Task description
Reproduce word for word the passage of the Newlands community resilience piece starting at "At the same" and ending at "resilience was mixed.".

Newlands: A Practical Example of Community Resilience in Action

We talk about resilience strategies, community capability, preparedness, participation, social cohesion, and public value. We discuss what resilient communities might look like and why they matter.

These conversations are important.

But an equally important question is this:

What does community resilience look like in practice?

For the past six years, residents in Newlands, Wellington, have been exploring that question.

The journey did not begin with a funding programme, a government initiative, or a predetermined model.

It began with a desire to better understand the community itself.

Using annual surveys aligned to recognised wellbeing and resilience indicators, residents gathered information about how people viewed their community, their wellbeing, their preparedness, their relationships, and their confidence in various aspects of community life.

Over time, a clearer picture emerged.

The data revealed many strengths. Residents generally reported positive wellbeing, strong access to natural spaces, and a high degree of personal independence.

At the same time, several vulnerabilities consistently appeared.

Neighbourhood connections were weaker than many expected.

Participation in helping others was lower than desired.

Preparedness levels varied.

Trust in some institutions was limited.

Confidence in aspects of economic security and local resilience was mixed.

These findings helped move conversations beyond assumptions and anecdotes.

They created a shared evidence base from which residents could begin discussing priorities and potential responses.

Importantly, the goal was not simply to identify problems.

The goal was to understand what public value might look like for the community and how it could be strengthened over time.

This led to a broader conversation involving residents, community organisations, local leaders, and supporting partners.

One conclusion became increasingly clear.

Many of the challenges identified were interconnected.

Preparedness was linked to relationships.

Relationships were linked to participation.

Participation was linked to trust.

Trust was linked to community capability.

Capability was linked to resilience.

Addressing any one issue in isolation was unlikely to create lasting change.

A more coordinated approach was needed.

This insight ultimately led to the development of a Community and Disaster Resilience Model through the Aotearoa Community Resilience Network (ACoRN), a charitable trust.

The model seeks to strengthen resilience through a combination of community connections, local leadership, neighbourhood engagement, volunteering, preparedness, mentoring, community intelligence, and ongoing measurement.

The approach is deliberately long-term.

Record list
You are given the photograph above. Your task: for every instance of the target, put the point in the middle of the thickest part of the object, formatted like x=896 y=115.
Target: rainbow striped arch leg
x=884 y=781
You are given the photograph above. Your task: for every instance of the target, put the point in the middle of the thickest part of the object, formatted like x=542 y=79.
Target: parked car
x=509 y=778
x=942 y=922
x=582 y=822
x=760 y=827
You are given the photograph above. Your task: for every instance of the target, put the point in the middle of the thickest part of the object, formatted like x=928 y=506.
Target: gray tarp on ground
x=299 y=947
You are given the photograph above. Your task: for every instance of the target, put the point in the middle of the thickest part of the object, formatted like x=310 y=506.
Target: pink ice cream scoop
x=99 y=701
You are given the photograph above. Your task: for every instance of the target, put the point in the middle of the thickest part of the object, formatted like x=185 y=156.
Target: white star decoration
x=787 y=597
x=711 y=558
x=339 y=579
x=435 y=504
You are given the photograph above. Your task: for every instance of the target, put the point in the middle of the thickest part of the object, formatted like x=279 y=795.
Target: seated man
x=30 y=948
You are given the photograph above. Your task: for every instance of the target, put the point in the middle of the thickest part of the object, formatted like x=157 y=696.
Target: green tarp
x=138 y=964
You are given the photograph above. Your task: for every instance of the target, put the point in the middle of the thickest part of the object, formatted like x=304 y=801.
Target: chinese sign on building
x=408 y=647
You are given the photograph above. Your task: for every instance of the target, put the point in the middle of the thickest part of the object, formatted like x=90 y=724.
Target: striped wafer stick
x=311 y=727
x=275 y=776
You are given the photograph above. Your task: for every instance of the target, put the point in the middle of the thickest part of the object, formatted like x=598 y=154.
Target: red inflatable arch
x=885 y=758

==

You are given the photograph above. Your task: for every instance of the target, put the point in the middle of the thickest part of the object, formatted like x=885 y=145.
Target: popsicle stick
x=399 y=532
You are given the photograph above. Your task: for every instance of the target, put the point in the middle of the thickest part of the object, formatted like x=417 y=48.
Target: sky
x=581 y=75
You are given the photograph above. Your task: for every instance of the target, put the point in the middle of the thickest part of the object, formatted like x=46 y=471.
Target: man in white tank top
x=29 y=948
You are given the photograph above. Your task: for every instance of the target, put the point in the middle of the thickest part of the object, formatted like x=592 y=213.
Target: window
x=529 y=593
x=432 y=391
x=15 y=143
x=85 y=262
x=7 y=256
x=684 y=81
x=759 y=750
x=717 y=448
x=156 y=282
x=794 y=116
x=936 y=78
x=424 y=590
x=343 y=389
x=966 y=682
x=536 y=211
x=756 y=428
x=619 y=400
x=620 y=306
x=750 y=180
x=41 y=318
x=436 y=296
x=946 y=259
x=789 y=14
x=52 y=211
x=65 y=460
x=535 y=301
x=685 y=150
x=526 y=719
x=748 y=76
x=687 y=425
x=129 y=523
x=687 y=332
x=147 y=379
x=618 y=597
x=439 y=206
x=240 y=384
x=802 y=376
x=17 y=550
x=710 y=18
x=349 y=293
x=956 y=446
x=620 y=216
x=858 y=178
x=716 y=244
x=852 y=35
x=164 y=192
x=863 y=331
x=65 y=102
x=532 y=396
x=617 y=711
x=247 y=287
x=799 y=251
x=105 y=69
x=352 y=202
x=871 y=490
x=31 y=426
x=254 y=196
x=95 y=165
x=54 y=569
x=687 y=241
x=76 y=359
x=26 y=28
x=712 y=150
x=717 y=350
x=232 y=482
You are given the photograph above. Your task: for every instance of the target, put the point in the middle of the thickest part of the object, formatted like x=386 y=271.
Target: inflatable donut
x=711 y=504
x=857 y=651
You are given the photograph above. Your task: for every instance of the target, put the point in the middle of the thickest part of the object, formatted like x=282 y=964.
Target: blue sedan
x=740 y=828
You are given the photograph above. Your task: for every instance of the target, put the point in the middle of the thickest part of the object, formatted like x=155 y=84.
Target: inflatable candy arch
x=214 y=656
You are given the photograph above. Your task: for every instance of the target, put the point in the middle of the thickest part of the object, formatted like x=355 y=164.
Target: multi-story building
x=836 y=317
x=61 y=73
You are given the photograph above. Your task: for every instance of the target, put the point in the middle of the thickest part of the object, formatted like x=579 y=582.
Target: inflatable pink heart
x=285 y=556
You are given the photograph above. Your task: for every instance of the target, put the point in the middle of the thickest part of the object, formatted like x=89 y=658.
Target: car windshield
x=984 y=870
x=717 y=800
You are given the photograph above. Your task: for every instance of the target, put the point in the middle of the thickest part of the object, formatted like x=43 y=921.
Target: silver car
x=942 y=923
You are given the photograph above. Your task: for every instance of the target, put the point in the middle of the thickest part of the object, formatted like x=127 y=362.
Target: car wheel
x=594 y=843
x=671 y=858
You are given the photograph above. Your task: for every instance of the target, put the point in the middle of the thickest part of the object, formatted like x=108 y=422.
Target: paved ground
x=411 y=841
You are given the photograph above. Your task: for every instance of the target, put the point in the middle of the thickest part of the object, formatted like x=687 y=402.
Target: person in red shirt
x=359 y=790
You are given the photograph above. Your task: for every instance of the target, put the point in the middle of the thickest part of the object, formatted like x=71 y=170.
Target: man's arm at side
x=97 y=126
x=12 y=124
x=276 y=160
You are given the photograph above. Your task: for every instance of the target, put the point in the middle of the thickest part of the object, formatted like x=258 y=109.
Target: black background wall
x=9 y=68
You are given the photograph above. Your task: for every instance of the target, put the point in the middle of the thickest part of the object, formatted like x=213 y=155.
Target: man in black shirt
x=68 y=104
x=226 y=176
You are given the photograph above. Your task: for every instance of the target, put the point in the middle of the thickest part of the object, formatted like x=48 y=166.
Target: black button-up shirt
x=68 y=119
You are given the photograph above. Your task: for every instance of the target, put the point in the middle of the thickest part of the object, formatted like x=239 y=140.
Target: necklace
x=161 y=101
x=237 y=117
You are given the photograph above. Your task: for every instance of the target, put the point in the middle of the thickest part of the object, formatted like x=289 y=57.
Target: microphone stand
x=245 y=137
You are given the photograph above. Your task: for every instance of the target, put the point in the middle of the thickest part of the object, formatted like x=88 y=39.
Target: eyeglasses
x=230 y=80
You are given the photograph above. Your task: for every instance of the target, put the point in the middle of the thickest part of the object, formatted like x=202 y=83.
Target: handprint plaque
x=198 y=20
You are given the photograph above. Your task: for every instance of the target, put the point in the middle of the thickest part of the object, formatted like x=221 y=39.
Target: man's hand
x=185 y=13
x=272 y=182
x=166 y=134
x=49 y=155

Exercise response
At the same time, several vulnerabilities consistently appeared.

Neighbourhood connections were weaker than many expected.

Participation in helping others was lower than desired.

Preparedness levels varied.

Trust in some institutions was limited.

Confidence in aspects of economic security and local resilience was mixed.